"""
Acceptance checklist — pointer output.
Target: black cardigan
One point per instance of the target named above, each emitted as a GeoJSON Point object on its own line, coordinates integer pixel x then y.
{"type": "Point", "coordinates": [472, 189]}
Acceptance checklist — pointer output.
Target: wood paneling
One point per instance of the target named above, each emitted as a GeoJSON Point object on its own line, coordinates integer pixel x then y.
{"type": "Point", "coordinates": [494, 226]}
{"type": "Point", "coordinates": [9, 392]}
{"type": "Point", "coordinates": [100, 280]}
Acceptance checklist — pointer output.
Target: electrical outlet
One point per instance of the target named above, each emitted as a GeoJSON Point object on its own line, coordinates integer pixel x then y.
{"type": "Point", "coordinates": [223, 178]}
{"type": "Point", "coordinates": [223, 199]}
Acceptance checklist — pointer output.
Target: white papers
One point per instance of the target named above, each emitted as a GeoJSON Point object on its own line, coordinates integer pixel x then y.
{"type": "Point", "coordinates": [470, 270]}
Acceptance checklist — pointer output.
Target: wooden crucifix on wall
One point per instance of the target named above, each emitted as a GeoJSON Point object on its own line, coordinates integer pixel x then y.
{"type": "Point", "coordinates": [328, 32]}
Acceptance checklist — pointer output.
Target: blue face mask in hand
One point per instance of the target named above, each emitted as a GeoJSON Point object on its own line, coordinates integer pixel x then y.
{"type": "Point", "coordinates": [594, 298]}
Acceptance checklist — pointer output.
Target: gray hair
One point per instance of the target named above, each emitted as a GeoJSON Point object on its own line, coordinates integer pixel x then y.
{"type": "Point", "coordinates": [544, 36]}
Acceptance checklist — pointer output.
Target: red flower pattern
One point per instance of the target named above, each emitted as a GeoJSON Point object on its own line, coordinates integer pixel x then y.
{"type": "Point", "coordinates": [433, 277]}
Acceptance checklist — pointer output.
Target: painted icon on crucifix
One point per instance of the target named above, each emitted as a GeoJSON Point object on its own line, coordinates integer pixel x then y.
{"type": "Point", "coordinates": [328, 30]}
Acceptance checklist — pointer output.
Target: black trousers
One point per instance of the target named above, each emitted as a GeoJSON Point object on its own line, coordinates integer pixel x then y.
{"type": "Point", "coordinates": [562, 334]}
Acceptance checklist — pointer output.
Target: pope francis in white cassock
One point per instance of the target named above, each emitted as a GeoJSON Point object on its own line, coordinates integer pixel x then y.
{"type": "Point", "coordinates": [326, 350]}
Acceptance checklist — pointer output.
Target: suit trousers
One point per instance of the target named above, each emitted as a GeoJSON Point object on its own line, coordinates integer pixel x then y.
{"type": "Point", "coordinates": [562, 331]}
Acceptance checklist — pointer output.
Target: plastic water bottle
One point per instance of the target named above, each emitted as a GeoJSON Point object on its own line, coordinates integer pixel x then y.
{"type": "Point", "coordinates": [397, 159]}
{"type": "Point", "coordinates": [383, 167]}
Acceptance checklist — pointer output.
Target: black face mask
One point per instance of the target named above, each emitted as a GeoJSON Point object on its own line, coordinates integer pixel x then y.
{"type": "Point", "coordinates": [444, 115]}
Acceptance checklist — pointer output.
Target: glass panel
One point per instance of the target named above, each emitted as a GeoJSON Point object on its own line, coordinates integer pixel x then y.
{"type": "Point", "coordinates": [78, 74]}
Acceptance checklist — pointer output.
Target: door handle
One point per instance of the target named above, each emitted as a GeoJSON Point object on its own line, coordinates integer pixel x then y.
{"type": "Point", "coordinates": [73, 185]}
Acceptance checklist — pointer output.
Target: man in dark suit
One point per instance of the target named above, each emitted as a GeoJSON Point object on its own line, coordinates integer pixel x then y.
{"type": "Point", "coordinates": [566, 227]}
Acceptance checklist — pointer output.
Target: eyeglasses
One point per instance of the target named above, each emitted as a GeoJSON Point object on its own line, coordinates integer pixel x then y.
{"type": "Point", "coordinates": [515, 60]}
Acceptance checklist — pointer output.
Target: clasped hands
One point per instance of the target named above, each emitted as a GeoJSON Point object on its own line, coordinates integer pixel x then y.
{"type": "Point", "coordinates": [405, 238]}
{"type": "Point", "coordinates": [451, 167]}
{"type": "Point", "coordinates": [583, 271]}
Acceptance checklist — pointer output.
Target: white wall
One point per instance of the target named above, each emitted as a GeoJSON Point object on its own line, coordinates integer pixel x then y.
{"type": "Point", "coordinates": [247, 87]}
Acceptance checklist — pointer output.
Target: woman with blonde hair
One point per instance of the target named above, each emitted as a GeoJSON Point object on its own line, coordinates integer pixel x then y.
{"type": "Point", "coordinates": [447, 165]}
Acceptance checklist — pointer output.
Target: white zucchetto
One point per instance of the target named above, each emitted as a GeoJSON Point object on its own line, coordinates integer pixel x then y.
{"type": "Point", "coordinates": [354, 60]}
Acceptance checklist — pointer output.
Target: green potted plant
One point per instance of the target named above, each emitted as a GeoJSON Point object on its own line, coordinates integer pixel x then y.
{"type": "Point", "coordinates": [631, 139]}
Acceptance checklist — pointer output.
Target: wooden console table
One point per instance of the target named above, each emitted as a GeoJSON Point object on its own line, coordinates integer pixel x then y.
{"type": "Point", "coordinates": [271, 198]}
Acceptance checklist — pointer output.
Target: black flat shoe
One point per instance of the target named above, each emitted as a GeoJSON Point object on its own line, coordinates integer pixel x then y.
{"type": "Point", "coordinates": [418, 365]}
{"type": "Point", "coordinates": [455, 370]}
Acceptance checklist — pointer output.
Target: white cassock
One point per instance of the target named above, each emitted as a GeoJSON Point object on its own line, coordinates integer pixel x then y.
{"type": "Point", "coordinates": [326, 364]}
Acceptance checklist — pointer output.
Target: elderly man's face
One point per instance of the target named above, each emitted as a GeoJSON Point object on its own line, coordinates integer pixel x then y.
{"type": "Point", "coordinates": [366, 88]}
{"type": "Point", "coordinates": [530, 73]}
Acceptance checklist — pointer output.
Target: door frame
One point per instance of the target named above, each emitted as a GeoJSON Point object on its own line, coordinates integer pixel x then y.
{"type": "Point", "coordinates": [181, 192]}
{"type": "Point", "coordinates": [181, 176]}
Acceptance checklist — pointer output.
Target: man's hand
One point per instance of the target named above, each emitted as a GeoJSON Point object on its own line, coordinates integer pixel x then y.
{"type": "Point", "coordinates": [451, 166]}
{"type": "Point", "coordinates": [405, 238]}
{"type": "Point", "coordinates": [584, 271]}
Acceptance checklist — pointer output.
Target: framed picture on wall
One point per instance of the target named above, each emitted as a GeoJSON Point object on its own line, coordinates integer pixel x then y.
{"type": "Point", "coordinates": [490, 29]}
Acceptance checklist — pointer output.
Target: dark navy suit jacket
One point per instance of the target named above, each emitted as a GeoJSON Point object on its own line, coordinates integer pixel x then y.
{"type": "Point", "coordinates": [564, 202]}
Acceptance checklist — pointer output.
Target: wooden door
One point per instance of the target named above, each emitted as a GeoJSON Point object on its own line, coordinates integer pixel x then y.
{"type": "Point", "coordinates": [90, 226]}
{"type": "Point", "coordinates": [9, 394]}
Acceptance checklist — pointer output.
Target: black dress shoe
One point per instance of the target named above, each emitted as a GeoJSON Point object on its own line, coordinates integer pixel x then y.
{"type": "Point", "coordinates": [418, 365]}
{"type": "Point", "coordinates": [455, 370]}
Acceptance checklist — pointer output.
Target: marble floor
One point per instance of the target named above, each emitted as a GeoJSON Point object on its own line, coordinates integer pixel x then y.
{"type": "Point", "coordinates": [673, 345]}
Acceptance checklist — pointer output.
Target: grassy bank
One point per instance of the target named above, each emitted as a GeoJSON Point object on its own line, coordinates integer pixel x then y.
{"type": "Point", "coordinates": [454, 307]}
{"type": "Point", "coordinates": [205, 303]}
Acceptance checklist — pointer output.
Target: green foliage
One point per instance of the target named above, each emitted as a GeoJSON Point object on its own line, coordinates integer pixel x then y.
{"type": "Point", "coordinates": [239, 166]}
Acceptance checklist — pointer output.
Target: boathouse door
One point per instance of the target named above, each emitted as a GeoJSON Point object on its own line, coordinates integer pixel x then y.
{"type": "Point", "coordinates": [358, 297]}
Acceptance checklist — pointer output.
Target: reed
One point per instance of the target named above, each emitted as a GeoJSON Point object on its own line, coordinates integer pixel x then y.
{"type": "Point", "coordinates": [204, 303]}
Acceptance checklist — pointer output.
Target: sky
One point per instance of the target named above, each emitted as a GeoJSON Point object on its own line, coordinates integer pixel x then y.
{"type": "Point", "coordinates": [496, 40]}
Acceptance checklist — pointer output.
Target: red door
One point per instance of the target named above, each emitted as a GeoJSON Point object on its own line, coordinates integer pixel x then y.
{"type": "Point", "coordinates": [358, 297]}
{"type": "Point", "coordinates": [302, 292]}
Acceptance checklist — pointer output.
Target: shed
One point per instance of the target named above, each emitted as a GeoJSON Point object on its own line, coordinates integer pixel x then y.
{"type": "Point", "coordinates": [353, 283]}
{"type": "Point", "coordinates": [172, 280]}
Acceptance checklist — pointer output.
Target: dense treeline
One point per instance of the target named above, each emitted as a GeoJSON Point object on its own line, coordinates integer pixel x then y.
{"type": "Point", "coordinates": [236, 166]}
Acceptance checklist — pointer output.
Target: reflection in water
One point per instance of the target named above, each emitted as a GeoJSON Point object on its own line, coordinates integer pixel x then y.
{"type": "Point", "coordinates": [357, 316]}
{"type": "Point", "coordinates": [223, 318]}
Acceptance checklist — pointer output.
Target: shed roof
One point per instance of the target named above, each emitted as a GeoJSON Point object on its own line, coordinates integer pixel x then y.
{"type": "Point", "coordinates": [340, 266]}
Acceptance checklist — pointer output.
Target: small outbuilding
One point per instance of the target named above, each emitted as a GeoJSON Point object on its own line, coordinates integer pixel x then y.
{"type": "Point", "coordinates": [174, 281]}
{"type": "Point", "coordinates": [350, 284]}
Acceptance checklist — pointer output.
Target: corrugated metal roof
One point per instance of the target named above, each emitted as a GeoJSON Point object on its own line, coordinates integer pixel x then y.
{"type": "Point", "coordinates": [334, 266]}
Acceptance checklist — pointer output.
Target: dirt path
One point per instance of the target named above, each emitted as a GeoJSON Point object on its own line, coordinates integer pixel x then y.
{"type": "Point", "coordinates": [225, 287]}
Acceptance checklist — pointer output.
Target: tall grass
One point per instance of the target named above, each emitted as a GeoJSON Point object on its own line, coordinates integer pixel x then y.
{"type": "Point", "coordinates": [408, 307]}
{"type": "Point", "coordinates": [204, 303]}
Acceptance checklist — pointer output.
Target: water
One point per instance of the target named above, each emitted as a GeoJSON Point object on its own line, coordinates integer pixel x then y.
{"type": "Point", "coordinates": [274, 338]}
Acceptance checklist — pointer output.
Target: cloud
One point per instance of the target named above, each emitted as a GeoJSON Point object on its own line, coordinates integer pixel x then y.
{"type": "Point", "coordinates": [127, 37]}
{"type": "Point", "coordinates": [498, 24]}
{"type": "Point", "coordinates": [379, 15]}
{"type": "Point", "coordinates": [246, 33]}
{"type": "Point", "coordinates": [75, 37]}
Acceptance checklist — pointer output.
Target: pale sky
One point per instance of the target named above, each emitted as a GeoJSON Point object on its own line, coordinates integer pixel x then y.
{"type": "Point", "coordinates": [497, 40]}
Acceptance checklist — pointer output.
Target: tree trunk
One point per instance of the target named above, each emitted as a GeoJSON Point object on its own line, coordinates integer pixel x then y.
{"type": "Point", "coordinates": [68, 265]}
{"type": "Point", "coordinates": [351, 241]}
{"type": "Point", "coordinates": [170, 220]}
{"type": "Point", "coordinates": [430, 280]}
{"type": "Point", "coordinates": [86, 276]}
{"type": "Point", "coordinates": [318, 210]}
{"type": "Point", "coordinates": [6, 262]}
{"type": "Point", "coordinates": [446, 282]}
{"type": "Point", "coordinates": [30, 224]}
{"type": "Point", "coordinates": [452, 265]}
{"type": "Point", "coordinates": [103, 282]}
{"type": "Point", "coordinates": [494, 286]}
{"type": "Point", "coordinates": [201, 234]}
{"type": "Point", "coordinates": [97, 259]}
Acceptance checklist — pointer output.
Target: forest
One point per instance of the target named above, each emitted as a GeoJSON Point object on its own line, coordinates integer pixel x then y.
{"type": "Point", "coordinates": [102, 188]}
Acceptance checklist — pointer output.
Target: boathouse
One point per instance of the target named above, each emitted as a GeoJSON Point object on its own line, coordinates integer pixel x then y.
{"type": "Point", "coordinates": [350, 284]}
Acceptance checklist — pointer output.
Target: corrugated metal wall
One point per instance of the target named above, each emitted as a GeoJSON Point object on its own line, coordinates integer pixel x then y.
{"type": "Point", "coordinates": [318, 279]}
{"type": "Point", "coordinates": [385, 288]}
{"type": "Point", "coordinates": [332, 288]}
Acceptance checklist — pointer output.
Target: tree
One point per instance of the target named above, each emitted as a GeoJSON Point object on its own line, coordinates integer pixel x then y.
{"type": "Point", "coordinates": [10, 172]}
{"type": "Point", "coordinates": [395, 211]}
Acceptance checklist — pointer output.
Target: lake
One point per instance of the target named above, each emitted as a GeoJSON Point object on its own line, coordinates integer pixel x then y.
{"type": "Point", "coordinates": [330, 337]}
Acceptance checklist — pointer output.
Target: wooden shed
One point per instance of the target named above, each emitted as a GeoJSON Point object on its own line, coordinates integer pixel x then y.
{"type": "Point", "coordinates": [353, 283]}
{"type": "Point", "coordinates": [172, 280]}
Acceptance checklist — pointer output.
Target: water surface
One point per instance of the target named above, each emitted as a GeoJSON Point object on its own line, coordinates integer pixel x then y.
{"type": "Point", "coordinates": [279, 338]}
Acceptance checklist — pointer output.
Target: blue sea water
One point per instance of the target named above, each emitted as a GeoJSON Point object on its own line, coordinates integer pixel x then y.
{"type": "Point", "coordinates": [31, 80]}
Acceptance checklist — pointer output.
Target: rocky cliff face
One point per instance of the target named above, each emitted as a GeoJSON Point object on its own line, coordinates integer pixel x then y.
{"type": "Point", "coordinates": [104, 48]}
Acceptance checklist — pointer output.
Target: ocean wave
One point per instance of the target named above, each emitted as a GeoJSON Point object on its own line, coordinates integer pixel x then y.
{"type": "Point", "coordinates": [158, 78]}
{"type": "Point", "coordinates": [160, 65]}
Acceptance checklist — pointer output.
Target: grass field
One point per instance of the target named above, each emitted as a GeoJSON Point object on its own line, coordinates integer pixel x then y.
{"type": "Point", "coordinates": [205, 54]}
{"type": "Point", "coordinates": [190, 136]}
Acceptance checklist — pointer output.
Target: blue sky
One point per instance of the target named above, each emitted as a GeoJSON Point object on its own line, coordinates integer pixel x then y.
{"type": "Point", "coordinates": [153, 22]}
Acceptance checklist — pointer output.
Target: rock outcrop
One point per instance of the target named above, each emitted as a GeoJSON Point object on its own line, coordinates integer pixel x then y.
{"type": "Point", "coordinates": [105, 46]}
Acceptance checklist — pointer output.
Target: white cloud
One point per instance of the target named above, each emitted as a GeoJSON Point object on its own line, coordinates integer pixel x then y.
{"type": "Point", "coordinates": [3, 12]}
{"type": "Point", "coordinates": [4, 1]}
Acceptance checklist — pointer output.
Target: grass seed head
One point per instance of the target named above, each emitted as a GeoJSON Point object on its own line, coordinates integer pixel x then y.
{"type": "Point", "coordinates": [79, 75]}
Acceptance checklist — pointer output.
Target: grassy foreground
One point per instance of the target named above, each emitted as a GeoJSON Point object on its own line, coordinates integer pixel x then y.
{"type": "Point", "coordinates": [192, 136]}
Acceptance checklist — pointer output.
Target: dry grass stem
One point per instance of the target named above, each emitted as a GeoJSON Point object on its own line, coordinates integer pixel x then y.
"""
| SET TASK |
Find every line in the entries above that contains the word "crucifix", and copy each one out. Case counts.

| ANSWER TO THE PROBLEM |
Target: wooden crucifix on wall
Target: painted icon on crucifix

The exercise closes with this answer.